» Written request 1
In the piece on open justice, on what date was the Lord Chief Justice's speech Open Justice Today delivered?
» Written request 2
Please continue the piece on open justice from where it stops.

[start of Passage shown]

In one of his last speeches before retiring as the head of the judiciary of England & Wales, Lord Burnett of Maldon congratulated the courts on the way technology had enhanced open justice through live streaming, media access to remote hearings, and the broadcasting of sentencing remarks. But his boasts may have had something of a hollow ring to those who regularly struggle with under-resourced courts and baffling bureaucratic obstructions in their efforts to observe hearings which they are theoretically entitled to access.

The Lord Chief Justice’s speech, Open Justice Today,  was delivered on 10 September 2023 at the Commonwealth Judges and Magistrates Conference 2023. It is a very good speech. It sets out the history of open justice (dating back to ancient times), its nature and the rationales underpinning it, and how it has changed with the benefit of technology in recent years. Indeed, if it had been delivered before 7 September, this speech would have made a very good response to the recent consultation on open justice launched by the Ministry of Justice (other responses to which have been collected on the  Courts and Tribunals Observers’ Network website). It echoes some of the responses he has made during his time in office to questions from the Justice select committee and other parliamentary committees and in his various press conferences.

But as he recognises in his opening paragraph — framing the speech in the context of the Latimer House Guidelines for the Commonwealth on Good Practice Governing Relations between the Executive, Parliament and the Judiciary — there are principles such as the separation of powers (or by implication, open justice) that “may look well on paper and sound well in speeches” but ultimately must lie in the “hearts and minds” of people. What can we do, he asks, not only to keep that principle in the hearts and minds of each nation, but, going further, “how can we open up justice today”?


His potted history of open justice cites Jeremy Bentham on publicity as the “very soul of justice” and traces its origins back at least to Ancient Greece, where the trial of Socrates in 399 BC was conducted before a jury of 501 Athenians and a crowd of spectators on a hill. Among those observing and reporting it were Plato and Xenophon.

In pre-Norman England, attendance by freemen at moot courts was compulsory. Though public attendance later became permissive,  requirement for justice to be conducted orally in public remained a well established principle as the common law developed, its constitutional status recognised in the leading authority of Scott v Scott  [1913] UKHL 2; [1913] AC 417, and reflected in international conventions such as article 6 of the ECHR.

[end of Passage shown]
[start of Extracted information]

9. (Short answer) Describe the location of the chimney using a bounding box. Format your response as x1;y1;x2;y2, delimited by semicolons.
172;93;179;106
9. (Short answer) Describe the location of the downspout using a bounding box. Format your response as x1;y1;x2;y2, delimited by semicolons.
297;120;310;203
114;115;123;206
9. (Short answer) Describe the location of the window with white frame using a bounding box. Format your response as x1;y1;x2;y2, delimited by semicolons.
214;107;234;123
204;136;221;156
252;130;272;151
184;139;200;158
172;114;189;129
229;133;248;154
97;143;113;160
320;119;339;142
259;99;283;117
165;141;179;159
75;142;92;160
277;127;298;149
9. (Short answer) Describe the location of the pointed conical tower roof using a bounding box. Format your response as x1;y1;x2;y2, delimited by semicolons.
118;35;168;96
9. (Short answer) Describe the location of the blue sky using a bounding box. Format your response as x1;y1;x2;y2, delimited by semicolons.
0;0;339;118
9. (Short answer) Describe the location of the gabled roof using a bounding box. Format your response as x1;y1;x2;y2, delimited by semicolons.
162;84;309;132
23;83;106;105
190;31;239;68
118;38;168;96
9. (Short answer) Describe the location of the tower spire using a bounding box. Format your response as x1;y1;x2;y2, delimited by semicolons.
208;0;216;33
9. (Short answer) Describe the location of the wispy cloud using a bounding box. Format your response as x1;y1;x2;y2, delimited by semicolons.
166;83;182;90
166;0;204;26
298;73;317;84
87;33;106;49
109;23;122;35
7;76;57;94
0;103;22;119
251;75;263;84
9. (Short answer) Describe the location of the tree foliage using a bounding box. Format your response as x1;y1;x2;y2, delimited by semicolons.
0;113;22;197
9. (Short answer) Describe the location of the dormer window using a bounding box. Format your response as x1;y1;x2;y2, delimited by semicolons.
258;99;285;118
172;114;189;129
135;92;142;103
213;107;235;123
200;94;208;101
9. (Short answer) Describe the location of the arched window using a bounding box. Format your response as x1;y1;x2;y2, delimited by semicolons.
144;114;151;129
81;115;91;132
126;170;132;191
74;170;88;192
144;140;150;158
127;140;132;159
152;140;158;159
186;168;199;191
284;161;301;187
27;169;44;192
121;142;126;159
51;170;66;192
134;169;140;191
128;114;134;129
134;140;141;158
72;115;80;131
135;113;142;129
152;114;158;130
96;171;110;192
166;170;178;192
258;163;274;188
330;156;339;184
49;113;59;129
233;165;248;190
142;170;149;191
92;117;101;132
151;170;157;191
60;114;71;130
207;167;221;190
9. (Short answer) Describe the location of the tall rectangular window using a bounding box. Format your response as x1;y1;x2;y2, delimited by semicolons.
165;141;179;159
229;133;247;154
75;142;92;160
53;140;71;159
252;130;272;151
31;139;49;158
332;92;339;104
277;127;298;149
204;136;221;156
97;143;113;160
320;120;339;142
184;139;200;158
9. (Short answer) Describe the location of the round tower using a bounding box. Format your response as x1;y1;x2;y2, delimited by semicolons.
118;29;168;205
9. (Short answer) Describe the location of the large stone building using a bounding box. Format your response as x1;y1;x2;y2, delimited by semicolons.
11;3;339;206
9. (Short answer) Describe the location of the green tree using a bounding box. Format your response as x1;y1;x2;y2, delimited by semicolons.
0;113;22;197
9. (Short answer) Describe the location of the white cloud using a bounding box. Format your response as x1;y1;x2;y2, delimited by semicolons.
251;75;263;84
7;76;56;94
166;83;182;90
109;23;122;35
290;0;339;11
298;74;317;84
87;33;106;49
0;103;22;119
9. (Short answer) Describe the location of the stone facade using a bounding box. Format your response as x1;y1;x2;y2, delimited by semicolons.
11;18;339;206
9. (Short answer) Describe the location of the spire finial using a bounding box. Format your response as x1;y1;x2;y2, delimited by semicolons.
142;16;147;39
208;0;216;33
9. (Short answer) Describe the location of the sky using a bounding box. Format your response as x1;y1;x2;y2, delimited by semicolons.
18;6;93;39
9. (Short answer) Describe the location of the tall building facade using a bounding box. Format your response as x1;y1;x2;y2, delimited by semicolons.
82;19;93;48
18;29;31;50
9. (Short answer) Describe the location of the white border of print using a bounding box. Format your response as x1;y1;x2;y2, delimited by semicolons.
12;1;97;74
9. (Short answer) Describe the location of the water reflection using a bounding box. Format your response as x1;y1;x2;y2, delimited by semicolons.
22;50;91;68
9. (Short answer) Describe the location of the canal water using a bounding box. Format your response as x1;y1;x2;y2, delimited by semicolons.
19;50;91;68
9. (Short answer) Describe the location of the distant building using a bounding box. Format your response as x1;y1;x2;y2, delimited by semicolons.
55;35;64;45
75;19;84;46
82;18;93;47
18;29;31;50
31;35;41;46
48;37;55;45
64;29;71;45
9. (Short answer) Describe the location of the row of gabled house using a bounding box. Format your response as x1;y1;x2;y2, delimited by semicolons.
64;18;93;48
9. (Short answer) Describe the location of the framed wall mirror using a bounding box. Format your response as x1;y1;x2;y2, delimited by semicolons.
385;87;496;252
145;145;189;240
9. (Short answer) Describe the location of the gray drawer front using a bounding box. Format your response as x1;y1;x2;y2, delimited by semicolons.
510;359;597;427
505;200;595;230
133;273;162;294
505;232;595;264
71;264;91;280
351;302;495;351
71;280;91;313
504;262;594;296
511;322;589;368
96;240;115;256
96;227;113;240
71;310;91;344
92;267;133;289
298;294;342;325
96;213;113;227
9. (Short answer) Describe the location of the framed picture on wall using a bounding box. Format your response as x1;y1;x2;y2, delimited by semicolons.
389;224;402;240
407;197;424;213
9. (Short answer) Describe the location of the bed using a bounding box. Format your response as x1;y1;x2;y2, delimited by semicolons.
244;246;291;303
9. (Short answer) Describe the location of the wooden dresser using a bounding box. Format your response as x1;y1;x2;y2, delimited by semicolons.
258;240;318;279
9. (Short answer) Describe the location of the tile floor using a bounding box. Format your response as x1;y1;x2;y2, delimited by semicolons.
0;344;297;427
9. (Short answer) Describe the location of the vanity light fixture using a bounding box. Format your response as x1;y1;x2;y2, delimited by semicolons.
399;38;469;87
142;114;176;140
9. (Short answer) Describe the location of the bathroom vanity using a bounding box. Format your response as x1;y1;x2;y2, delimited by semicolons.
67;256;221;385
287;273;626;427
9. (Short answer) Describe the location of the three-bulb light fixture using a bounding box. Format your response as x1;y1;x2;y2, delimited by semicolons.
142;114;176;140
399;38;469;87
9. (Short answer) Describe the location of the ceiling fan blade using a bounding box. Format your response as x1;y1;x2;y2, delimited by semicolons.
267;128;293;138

[end of Extracted information]

» Written answer 1
10 September 2023.

» Written answer 2
While publicity may occasionally give way to the right to privacy, the interests of children, the safety of individuals or national security, “any limitations imposed on the principle are no more than strictly necessary to protect the [competing] public interest”. Here, Lord Burnett sounds a warning note:

“There is a developing chasm between the common law and civilian world in the approach to anonymisation. The common law dislikes it because it erodes open justice but the routine anonymisation of parties and witnesses is becoming more commonplace in Europe.”

Conceding that “Anonymisation is a large subject in itself” (and perhaps recognising that his Commonwealth audience are mostly from common law jurisdictions), he suggests that “That is a topic for another day”.

Core elements

The four pillars of open justice, in Lord Burnett’s opinion, are:

  1. There must be provision for the public to attend civil and criminal trials while they are taking place.
  2. Those present must be able to discuss, to debate, and to criticise what was said and done by the parties and the judge, including the judgment.
  3. Documents submitted to the court and used within the proceedings should, presumptively, be available to the public and press – and be republished.
  4. Participants’ details must be made public (subject to well recognised exceptions).

In relation to this last requirement, he stresses the importance of naming the judge in all cases (again, something not always observed in civil law jurisdictions), as a way of ensuring proper scrutiny of the exercise of power by the state. “A judiciary that was hidden from public view is one that could all too easily and improperly become, in Lord Atkin’s famous words, ‘more executive minded than the executive’.”

The present day

Lord Burnett notes that in recent times justice has become less local, and less well attended and reported, than in the past. The decline of local newspapers has substantially reduced the reporting of court proceedings, and “many cases are reported by journalists who do not have deep familiarity with court processes or the law”.

He suggests that the judiciary can help, for example by publishing more accessible judgments or providing press summaries. But technology can also help, by opening up the opportunity for public and media to see what is going on via remote access. Improved access can also come from broadcasting hearings.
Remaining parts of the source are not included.